__PROBLEM DESCRIPTION__:
From the entries below, pick out and copy every line that contains the string "print", matching uppercase and lowercase exactly.

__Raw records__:
::::::::::

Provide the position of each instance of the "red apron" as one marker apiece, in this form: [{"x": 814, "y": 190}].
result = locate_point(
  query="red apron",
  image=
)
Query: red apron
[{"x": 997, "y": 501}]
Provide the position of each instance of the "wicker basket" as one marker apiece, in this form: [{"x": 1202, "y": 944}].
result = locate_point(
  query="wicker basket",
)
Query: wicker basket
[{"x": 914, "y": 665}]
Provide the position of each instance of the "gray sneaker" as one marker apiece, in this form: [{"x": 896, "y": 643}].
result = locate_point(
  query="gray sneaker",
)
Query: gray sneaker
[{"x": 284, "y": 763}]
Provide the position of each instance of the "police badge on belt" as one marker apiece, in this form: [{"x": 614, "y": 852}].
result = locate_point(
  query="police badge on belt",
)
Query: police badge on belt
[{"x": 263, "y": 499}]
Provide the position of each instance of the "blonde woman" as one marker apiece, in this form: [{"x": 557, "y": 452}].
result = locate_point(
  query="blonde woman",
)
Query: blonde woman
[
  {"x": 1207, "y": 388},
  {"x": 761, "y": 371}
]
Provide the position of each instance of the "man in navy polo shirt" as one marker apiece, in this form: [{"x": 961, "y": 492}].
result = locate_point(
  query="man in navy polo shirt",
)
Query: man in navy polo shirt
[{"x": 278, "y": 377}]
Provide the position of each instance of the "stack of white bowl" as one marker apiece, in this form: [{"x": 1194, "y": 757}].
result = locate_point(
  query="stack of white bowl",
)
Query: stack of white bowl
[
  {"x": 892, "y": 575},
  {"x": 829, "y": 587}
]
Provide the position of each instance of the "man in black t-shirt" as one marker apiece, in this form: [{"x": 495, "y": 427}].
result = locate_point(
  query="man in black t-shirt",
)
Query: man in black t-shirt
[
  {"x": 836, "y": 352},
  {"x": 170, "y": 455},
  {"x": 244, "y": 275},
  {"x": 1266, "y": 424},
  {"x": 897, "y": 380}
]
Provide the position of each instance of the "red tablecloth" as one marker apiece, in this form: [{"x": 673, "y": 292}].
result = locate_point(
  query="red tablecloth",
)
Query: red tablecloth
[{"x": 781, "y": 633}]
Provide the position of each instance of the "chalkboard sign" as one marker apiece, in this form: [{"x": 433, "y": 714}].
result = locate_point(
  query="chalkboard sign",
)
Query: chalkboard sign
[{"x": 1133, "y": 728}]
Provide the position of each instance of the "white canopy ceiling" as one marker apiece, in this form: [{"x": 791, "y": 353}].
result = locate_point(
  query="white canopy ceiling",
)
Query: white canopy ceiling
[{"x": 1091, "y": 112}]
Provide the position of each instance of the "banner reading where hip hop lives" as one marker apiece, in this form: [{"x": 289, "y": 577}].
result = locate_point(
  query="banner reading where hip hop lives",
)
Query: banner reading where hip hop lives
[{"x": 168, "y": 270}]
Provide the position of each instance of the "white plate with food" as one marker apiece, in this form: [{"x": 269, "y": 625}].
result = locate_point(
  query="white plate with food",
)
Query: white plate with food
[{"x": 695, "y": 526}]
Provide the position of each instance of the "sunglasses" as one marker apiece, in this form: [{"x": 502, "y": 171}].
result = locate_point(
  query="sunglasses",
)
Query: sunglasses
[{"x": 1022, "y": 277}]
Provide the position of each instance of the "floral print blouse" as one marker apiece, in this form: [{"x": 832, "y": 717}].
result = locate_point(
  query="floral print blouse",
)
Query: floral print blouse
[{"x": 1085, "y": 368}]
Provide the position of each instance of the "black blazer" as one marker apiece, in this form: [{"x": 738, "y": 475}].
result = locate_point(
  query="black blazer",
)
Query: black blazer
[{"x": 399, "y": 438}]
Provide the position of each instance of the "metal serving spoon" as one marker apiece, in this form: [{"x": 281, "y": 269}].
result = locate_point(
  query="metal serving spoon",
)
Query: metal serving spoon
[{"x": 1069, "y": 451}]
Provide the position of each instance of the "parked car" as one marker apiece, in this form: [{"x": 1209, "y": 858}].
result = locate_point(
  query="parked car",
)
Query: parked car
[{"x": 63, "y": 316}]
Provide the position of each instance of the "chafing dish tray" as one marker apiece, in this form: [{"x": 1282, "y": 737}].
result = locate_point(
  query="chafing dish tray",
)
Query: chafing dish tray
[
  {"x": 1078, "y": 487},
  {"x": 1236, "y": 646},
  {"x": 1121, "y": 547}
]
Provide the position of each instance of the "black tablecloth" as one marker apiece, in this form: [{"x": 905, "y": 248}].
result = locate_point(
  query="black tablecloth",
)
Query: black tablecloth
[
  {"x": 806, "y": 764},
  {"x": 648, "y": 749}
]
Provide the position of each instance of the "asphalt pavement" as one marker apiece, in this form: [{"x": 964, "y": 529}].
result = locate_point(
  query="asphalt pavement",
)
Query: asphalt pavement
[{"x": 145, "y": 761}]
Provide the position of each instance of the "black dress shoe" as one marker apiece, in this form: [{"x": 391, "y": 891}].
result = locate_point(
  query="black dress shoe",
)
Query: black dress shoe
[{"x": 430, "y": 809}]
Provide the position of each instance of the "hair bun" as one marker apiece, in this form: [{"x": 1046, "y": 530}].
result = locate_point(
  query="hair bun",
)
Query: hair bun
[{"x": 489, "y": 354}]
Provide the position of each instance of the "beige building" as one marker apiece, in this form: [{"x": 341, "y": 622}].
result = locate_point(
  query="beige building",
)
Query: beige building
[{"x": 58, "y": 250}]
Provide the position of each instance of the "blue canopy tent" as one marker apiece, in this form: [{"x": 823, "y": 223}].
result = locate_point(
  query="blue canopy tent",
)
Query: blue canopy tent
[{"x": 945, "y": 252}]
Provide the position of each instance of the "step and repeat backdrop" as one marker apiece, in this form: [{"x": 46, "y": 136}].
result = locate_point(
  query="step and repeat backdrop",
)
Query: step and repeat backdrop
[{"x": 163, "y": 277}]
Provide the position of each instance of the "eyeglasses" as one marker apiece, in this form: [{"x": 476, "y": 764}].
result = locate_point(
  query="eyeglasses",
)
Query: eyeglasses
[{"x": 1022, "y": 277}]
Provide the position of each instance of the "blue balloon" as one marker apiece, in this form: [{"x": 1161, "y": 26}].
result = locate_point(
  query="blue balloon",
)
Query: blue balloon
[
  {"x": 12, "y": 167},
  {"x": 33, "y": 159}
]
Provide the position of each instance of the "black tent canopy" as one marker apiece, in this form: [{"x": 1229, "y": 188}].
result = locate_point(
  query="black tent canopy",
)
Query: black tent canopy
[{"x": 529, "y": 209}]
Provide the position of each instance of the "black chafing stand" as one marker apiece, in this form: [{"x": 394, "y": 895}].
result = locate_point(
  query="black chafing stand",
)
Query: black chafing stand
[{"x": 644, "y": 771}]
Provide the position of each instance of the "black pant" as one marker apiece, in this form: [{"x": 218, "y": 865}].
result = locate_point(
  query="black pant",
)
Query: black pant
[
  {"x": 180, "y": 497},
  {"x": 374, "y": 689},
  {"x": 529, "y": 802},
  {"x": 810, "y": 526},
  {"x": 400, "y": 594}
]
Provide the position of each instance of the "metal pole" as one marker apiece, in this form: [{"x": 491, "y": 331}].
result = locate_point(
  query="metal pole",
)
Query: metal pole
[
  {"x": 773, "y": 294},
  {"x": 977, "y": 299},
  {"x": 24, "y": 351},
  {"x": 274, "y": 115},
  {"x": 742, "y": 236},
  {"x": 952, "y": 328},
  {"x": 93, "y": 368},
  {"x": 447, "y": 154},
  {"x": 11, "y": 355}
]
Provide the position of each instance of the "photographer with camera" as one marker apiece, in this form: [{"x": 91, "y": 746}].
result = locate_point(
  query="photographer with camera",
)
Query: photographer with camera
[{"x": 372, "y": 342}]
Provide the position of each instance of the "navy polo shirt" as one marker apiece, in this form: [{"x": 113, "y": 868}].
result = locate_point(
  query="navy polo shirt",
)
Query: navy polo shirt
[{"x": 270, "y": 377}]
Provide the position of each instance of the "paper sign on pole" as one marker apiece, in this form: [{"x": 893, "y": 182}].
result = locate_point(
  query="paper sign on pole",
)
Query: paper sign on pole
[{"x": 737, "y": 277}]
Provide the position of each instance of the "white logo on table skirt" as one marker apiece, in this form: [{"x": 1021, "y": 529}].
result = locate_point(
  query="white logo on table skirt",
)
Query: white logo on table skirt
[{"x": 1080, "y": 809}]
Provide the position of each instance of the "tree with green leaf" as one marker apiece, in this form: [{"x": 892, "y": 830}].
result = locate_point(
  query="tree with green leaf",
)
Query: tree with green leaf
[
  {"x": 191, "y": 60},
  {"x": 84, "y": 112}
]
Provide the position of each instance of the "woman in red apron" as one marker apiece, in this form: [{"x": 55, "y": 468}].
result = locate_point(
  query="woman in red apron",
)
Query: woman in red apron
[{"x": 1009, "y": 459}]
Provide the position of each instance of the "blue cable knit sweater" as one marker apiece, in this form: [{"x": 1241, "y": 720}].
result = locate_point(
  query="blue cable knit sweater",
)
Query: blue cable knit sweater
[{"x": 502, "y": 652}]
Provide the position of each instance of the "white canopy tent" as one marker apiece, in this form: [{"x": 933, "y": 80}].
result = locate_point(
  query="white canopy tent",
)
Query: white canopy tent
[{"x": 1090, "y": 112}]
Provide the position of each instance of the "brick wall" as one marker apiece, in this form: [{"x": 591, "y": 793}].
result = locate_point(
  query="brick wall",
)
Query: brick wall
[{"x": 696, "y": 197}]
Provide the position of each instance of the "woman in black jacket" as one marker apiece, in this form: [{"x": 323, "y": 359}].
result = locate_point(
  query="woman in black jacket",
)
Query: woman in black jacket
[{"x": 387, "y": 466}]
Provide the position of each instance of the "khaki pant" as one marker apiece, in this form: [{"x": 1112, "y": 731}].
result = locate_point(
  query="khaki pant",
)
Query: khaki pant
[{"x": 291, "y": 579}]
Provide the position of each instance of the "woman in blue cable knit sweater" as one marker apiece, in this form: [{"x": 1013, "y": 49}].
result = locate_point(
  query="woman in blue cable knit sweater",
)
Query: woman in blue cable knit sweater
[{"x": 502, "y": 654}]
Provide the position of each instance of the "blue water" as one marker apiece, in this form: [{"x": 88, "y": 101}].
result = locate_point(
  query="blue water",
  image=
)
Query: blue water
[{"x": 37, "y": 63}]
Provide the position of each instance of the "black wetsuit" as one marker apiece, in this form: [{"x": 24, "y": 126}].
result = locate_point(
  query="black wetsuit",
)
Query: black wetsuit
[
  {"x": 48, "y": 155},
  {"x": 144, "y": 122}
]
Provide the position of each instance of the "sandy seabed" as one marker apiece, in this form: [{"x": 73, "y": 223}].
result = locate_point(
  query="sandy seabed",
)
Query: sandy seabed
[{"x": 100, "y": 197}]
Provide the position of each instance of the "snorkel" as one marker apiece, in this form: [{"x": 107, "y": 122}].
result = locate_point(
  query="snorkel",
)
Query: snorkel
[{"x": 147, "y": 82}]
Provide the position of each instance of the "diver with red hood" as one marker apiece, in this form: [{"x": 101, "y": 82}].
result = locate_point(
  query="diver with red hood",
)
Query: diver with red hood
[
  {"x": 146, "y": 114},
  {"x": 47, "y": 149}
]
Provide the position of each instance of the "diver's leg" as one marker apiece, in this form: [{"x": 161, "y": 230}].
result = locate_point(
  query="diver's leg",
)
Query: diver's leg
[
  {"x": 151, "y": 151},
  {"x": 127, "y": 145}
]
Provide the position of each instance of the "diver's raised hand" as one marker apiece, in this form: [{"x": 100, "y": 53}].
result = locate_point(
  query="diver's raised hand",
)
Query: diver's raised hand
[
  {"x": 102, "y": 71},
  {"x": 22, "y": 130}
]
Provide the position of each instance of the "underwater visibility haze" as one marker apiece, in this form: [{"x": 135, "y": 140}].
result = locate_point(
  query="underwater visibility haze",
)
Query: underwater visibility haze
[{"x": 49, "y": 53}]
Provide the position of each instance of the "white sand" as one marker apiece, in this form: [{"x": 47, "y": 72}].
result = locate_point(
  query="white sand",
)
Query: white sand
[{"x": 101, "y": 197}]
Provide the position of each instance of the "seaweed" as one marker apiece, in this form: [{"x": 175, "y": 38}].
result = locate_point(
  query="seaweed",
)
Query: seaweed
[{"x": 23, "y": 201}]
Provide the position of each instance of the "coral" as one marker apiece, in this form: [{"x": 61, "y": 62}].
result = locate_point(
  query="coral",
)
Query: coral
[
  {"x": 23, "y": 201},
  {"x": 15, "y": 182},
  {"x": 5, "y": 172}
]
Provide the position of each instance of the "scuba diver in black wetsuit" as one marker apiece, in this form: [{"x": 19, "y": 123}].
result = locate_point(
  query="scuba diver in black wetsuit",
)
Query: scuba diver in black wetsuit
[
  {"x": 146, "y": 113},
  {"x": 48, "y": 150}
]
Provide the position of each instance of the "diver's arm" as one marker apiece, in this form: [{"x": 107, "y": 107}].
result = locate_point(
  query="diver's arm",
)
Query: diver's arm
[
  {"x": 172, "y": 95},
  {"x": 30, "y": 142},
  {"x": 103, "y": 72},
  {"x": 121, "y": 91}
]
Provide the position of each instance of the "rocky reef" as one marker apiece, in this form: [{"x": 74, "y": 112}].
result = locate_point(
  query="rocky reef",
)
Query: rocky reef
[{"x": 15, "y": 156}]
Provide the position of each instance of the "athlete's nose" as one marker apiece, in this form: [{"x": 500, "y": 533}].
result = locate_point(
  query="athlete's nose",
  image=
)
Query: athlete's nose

::::::::::

__REPLY TO THE TASK__:
Provide the position of each instance of the "floral print blouse" as one marker apiece, in this form: [{"x": 832, "y": 717}].
  query="floral print blouse",
Query: floral print blouse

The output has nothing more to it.